**Exercise goal:** Identify all lines below that hold "image" and collect them.

**Information provided:**

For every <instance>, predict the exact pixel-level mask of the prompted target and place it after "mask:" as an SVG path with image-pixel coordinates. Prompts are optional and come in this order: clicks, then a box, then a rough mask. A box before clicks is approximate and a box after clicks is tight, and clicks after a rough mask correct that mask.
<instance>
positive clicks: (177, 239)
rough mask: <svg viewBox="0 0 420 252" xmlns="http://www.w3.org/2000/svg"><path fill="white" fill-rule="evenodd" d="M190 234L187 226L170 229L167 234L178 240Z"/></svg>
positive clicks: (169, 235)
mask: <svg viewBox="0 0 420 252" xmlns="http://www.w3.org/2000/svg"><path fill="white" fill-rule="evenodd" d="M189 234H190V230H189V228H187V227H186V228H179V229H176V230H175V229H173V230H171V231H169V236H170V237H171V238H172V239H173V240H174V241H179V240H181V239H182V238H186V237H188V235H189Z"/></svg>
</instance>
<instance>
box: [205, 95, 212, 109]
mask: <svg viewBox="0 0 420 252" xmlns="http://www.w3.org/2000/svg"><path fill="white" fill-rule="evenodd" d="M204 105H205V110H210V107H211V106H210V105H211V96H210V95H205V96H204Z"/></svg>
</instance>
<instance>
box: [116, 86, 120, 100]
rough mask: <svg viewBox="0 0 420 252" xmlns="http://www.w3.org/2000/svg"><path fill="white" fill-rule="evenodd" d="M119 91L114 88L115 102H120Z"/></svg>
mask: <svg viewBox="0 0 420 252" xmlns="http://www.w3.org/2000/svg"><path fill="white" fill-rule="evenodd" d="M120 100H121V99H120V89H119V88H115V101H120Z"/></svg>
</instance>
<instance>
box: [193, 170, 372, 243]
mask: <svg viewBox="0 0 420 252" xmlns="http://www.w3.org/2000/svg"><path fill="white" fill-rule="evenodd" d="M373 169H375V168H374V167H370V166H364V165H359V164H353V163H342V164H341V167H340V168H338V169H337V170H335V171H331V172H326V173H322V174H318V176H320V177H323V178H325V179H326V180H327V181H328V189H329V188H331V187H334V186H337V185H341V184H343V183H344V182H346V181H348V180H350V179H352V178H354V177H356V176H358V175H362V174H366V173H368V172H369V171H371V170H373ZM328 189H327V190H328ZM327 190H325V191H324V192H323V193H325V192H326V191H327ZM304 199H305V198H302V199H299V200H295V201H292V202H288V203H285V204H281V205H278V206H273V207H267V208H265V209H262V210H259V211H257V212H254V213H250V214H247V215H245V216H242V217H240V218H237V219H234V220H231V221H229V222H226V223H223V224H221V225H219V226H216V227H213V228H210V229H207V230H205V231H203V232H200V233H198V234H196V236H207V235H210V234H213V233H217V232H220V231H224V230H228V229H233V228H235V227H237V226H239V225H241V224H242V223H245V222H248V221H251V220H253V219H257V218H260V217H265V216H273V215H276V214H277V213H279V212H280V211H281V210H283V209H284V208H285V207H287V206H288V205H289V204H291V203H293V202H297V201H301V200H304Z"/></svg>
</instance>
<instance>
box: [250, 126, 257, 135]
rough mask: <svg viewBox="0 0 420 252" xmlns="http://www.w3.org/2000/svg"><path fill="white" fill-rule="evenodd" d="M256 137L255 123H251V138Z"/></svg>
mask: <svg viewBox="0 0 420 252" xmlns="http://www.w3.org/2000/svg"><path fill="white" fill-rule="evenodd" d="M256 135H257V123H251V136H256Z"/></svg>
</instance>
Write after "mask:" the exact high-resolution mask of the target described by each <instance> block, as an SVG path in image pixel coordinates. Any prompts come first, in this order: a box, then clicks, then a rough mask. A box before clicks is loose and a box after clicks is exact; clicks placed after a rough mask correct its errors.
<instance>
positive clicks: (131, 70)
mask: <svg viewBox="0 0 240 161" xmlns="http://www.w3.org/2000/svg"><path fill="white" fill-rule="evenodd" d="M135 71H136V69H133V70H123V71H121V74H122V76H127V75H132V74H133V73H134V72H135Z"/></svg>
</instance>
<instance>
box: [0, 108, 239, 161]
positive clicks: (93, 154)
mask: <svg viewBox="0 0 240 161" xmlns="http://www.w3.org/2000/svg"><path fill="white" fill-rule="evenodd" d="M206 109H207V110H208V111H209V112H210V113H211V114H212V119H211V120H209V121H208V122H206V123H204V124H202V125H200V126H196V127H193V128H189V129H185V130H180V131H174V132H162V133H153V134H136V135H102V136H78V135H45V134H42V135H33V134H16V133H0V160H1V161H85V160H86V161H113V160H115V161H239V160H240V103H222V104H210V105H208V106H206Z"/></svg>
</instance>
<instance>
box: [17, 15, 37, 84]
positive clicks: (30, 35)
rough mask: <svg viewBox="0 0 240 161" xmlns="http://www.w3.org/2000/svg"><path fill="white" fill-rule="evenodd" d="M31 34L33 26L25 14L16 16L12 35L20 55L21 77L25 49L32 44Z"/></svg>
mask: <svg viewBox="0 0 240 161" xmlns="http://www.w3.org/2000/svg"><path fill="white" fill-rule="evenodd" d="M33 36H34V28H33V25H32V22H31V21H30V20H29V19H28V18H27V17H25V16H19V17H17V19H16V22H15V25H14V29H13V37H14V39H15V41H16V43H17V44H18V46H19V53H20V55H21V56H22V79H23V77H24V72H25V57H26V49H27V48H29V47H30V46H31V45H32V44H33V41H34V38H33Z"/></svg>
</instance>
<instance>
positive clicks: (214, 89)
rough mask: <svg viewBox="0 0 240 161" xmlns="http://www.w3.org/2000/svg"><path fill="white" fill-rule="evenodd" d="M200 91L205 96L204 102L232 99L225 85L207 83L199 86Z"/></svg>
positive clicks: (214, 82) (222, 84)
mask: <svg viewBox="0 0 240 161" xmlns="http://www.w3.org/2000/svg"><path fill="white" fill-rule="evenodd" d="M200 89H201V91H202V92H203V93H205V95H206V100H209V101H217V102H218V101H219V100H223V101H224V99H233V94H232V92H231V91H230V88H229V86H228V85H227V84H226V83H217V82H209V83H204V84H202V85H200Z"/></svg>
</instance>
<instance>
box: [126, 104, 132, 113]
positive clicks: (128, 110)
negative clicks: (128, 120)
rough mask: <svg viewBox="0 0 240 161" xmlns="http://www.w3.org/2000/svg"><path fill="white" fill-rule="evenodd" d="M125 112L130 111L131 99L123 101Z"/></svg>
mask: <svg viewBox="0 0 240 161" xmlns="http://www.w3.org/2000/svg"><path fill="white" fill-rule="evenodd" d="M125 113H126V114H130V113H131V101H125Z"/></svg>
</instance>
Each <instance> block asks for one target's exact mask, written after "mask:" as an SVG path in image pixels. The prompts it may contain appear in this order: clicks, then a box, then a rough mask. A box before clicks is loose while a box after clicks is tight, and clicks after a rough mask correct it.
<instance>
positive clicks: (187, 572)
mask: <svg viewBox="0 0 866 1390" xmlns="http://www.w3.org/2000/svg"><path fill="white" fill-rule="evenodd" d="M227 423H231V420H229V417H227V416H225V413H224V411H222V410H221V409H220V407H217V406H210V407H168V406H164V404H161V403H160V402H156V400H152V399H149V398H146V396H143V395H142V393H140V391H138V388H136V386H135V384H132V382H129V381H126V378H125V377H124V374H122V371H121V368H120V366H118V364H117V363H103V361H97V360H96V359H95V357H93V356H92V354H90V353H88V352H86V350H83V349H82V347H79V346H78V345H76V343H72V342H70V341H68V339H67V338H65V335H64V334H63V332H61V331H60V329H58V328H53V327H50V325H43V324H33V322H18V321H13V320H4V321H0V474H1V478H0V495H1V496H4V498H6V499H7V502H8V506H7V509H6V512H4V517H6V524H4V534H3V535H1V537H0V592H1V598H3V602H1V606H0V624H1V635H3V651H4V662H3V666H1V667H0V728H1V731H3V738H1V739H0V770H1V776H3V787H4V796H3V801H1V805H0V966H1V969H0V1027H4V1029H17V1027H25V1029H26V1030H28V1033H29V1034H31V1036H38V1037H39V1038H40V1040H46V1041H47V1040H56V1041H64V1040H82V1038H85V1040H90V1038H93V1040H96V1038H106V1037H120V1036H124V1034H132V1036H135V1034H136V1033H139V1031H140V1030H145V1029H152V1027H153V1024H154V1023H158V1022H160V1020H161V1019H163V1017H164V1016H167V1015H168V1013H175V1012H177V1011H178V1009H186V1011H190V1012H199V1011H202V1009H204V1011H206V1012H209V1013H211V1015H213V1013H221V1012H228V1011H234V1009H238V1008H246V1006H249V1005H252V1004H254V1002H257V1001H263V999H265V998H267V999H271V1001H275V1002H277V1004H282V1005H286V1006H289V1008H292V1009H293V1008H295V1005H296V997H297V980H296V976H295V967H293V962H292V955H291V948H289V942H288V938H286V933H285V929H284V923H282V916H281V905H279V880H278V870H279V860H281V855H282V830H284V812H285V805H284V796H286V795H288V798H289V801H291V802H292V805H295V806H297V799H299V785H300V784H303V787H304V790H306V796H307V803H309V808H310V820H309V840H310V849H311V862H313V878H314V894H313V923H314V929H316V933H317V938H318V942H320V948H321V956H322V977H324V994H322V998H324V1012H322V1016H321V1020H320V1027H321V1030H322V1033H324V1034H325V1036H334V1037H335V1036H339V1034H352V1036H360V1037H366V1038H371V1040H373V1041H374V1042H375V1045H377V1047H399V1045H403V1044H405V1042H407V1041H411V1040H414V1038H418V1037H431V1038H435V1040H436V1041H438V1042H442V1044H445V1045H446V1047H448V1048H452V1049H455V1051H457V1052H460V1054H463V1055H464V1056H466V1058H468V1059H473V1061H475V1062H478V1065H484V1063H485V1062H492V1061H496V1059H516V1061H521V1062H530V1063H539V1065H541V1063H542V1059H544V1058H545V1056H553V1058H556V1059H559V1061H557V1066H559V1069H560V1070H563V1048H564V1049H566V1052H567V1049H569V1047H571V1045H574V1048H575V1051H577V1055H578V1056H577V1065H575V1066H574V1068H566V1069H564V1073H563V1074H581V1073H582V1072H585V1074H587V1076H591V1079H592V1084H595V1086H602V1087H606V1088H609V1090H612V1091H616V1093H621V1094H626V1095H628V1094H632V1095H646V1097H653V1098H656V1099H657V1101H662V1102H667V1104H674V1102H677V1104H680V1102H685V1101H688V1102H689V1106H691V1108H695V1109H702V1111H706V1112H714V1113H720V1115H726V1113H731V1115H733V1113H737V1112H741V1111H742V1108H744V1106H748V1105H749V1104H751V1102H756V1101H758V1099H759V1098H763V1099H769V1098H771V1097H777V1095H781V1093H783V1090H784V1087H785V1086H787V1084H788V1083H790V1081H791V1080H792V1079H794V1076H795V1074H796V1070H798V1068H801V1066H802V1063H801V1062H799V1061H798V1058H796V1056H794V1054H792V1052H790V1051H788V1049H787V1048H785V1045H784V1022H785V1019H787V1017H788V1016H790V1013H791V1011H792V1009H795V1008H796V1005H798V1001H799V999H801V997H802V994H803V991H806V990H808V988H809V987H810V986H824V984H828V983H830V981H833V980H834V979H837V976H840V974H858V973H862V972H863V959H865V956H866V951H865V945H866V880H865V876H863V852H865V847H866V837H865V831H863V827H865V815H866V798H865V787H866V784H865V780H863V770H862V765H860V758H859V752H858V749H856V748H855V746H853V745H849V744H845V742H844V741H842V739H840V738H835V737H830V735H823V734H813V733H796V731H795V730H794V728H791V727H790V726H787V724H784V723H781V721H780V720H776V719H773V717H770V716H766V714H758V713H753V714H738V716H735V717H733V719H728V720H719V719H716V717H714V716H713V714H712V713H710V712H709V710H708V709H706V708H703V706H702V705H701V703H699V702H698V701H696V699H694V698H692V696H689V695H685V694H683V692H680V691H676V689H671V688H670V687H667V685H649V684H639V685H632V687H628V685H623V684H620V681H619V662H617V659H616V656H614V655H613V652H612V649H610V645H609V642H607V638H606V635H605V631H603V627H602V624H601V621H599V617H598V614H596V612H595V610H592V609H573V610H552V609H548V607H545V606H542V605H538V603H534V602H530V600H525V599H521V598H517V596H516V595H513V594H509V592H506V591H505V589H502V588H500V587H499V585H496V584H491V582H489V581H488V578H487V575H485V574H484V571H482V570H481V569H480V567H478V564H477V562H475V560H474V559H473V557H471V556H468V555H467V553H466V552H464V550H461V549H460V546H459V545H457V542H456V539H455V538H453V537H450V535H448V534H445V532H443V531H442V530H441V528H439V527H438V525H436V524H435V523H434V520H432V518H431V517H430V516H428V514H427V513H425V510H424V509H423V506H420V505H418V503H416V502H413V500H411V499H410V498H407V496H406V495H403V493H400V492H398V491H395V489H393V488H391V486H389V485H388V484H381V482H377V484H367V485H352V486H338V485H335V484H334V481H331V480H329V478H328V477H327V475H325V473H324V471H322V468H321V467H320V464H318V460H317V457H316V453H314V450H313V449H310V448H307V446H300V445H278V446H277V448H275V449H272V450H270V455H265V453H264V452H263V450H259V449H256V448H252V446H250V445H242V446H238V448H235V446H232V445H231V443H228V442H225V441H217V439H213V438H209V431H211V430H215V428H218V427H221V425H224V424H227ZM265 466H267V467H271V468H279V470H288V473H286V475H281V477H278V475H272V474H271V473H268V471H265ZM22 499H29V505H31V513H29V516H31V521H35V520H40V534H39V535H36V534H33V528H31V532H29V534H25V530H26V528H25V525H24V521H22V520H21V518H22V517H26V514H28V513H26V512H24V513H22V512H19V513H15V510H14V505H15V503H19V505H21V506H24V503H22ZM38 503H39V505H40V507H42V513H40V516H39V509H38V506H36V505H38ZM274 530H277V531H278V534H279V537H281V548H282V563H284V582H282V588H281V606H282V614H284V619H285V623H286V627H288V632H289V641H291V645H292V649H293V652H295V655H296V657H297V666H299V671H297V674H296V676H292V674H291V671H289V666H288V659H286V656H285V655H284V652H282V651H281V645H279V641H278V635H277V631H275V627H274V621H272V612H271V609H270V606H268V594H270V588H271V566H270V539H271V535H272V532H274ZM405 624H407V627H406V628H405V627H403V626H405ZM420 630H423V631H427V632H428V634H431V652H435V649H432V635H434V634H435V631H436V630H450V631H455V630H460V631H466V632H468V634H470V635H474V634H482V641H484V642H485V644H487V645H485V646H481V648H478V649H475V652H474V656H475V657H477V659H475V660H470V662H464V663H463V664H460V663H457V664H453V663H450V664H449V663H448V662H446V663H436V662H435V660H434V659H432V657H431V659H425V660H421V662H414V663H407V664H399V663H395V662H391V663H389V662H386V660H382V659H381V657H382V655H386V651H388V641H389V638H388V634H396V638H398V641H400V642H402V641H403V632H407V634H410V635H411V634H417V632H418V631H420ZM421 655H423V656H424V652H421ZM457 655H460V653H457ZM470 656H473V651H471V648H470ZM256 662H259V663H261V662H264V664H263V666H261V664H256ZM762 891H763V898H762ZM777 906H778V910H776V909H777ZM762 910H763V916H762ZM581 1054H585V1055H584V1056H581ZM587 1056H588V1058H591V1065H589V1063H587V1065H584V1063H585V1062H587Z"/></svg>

**Expected answer:**
For every <instance>, predict the exact pixel-level mask of the prompted target and place it after "mask:" as an SVG path with image-pixel coordinates. Prompts are optional and come in this order: clicks, then a box, then a rough mask. A box before clicks is approximate and a box after clicks is tight, and clicks after a rough mask correct that mask.
Write after "mask:" the exact high-resolution mask of the target described by each <instance> block, as an SVG path in image pixel coordinates. Any prompts come first, in this order: a box, then clicks, then a rough mask. A box before clicks is loose and a box after clicks is exact; clicks placed after a rough mask correct its errors.
Each <instance> block asks for one target's exact mask, written after "mask:" as an SVG path in image pixels. The prompts it may contain appear in this order: clicks, then a box, then a rough mask. A box before clicks is loose while a box after clicks is tight, and clicks after a rough mask correct it.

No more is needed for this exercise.